→ 节选内容
保存的模型文件夹为: kerasTempModel\

model = K.models.load_model(dataset.model_path,compile=False)

测试模型:

output = model([img_ref,img_cur])

2.5、完整代码

import argparse
import tensorflow as tf
import tensorflow.keras as K
import numpy as np
import cv2 as cv
import os
import time
import random
from tensorflow.keras import optimizers
from tensorflow.keras import callbacks
class datasets:
    def __init__(self, datasetsPath:str):
        self.dataPath = datasetsPath
        self.dim = 512
        self.epochs = 40
        self.batch_size = 8
        self.train_percent = 0.92
        self.learning_rate = 2e-4
        self.model_path = 'kerasTempModel/'
        self.posetxt = os.path.join(self.dataPath,'pose.txt') 
        self.GetTheImagesAndPose()
        self.buildTrainData()

→ 任务要求 a
请逐行列出列表中含有字符串“nose”的每一行，大小写须完全一致。

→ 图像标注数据
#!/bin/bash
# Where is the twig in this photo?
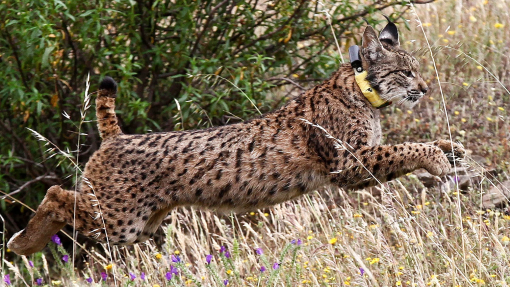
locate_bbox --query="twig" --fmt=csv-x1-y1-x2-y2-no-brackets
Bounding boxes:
189,0,228,58
267,77,306,91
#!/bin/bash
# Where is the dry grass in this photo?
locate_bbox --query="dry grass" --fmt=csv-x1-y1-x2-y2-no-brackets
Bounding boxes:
2,0,510,286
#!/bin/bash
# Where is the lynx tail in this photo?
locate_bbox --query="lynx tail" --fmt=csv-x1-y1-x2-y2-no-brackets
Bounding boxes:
96,77,122,141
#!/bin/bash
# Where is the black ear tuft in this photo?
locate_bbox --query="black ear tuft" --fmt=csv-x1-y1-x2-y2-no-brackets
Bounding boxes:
379,15,400,47
99,76,117,94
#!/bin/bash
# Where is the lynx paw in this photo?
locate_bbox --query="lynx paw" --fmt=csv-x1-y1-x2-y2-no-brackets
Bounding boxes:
432,140,466,166
422,146,452,177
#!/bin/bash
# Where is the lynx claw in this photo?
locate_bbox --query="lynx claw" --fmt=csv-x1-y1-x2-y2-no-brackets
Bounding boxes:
433,140,466,166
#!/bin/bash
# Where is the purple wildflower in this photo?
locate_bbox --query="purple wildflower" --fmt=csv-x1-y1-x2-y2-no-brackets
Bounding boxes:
51,234,62,245
170,265,179,275
172,255,181,263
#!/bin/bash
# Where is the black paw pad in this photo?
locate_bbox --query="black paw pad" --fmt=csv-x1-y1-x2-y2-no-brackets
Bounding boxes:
99,76,117,95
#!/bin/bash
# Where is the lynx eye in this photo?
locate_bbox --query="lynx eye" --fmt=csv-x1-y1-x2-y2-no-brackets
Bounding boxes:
400,70,414,78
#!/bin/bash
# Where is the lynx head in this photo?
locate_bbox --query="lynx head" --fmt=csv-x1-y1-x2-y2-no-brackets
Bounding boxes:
361,20,428,107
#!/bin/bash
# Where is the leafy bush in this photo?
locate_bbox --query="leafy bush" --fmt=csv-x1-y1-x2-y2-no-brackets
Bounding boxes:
0,0,422,231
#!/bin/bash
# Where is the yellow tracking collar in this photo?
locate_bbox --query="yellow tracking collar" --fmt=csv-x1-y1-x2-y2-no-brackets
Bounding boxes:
354,69,391,109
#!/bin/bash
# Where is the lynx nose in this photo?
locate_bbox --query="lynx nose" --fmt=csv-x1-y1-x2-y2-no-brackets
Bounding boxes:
421,85,429,94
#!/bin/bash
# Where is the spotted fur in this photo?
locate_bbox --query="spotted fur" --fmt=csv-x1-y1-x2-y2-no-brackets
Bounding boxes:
9,23,464,254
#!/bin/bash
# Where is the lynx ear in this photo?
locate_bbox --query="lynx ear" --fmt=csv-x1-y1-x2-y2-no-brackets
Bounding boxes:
361,26,383,61
379,15,400,47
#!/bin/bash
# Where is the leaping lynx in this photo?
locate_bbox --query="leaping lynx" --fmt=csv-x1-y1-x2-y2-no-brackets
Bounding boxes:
8,19,464,255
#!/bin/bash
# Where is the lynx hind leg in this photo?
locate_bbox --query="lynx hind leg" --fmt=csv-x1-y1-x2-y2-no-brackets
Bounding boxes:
7,185,73,255
96,77,122,140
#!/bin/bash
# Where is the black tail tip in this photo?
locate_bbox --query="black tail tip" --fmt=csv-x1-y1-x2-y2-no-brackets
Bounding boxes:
99,76,117,94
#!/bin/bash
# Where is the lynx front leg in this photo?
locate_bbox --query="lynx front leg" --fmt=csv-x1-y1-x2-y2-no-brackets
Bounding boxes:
331,143,451,190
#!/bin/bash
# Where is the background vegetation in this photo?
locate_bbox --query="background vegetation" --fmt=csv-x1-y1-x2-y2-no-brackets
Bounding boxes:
0,0,510,286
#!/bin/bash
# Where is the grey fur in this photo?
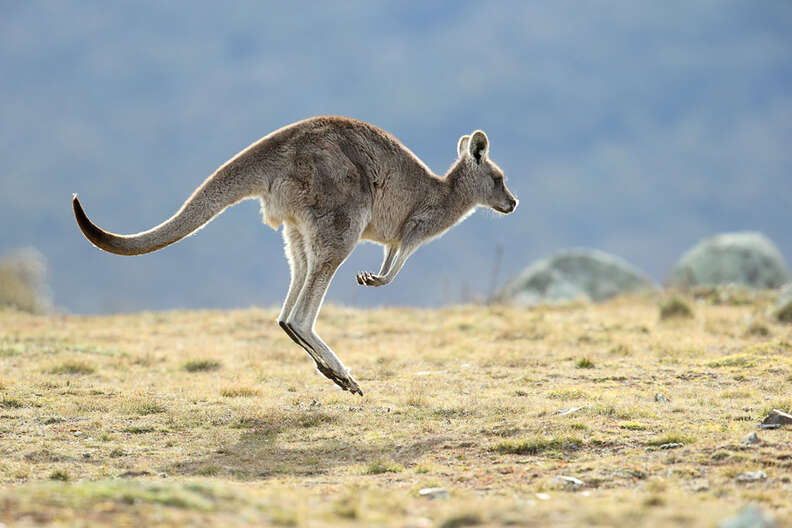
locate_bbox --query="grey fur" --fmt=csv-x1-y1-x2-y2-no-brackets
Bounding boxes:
73,117,517,394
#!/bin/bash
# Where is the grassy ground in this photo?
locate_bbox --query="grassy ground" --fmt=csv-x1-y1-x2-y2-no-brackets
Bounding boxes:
0,296,792,528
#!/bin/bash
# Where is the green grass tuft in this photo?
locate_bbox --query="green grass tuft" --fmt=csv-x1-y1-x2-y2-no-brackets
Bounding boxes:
49,361,95,376
184,359,220,372
575,357,594,368
50,469,69,482
0,396,24,409
220,387,259,398
492,436,584,455
363,460,404,475
660,297,693,321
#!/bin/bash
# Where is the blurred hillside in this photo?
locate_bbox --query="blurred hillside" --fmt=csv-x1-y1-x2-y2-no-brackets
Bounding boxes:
0,0,792,312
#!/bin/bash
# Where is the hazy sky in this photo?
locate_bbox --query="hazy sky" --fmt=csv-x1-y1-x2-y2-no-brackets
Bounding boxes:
0,0,792,312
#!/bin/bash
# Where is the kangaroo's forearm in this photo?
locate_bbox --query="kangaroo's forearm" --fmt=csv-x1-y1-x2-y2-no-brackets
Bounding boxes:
379,245,399,275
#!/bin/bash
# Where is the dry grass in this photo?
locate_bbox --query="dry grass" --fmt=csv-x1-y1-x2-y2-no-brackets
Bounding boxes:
0,297,792,527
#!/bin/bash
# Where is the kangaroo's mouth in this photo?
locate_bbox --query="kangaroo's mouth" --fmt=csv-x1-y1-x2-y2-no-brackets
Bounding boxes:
493,200,518,214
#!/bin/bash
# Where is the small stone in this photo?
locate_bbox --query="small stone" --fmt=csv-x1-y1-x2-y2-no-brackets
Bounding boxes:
718,504,776,528
737,470,767,482
418,488,448,499
555,475,585,491
762,409,792,425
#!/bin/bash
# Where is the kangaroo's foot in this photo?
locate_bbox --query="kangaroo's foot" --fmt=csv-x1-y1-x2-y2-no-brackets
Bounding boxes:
278,321,363,396
355,271,387,286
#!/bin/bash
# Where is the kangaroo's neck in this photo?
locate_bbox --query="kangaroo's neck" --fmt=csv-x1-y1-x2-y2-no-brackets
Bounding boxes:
418,165,477,234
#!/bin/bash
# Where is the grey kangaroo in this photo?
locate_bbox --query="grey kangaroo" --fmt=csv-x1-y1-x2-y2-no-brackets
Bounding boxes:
72,117,517,395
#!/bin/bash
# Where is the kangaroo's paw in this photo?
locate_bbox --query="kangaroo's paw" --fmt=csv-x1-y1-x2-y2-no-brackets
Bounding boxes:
355,271,385,286
316,361,363,396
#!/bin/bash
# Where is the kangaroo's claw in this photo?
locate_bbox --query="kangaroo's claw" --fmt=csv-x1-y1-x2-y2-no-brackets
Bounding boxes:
355,271,384,286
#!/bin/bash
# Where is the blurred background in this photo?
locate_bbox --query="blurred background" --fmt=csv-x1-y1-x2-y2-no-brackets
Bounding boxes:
0,0,792,313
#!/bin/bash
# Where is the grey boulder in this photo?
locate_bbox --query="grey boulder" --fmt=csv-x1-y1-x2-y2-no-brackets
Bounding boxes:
495,249,654,306
668,231,792,288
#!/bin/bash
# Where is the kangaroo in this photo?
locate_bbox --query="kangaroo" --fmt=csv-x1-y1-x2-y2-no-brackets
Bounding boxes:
72,116,518,396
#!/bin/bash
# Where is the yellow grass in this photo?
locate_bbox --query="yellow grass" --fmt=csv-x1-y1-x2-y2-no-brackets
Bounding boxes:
0,297,792,527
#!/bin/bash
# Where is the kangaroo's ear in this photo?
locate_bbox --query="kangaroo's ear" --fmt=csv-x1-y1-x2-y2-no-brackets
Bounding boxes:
457,136,470,158
468,130,489,162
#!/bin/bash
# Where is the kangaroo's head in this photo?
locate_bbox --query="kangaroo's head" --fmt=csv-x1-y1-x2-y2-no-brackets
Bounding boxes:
452,130,518,214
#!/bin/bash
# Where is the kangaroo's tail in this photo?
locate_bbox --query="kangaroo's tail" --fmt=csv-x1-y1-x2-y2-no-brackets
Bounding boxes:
72,165,254,255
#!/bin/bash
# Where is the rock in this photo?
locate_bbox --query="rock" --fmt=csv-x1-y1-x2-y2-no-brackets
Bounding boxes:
495,249,654,306
762,409,792,425
418,488,448,499
718,504,776,528
737,470,767,482
555,475,584,491
775,284,792,323
668,231,792,288
759,424,781,429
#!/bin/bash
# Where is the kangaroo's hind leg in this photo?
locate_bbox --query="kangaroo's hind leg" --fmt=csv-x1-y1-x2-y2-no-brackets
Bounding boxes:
286,211,363,395
277,222,319,350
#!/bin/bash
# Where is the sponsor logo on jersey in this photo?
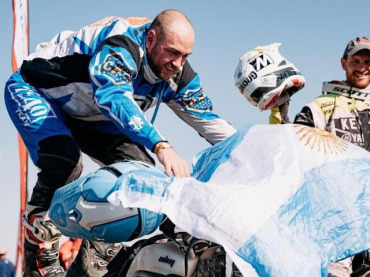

→ 任务要求 b
接着上面的 Keras 训练代码往下写，从它最后一行之后继续。

→ 练习结果 a
# Where is the lynx nose in this photo?
locate_bbox --query="lynx nose" --fmt=csv-x1-y1-x2-y2-no-brackets

→ 练习结果 b
    def GetTheImagesAndPose(self):
        self.poselist = []
        with open(self.posetxt,'r') as f:
            for line in f.readlines():
                line = line.strip()
                line = line.split(' ')
                line.remove(line[0])
                self.poselist.append(line)
                # im1 im2 tx,ty,tz,roll,pitch,yaw
        #打乱数据集
        length = np.shape(self.poselist)[0]
        train_num =int(length * self.train_percent) 
        test_num = length - train_num
        randomPoses = np.array(random.sample(self.poselist,length)) #取出所有数据集
        self.train_pose_list = randomPoses[0:train_num,:]
        self.test_pose_list = randomPoses[train_num:length+1,:]
        print(f"The size of train pose list is : {np.shape(self.train_pose_list)[0]}")
        print(f"The size of test pose list is : {np.shape(self.test_pose_list)[0]}")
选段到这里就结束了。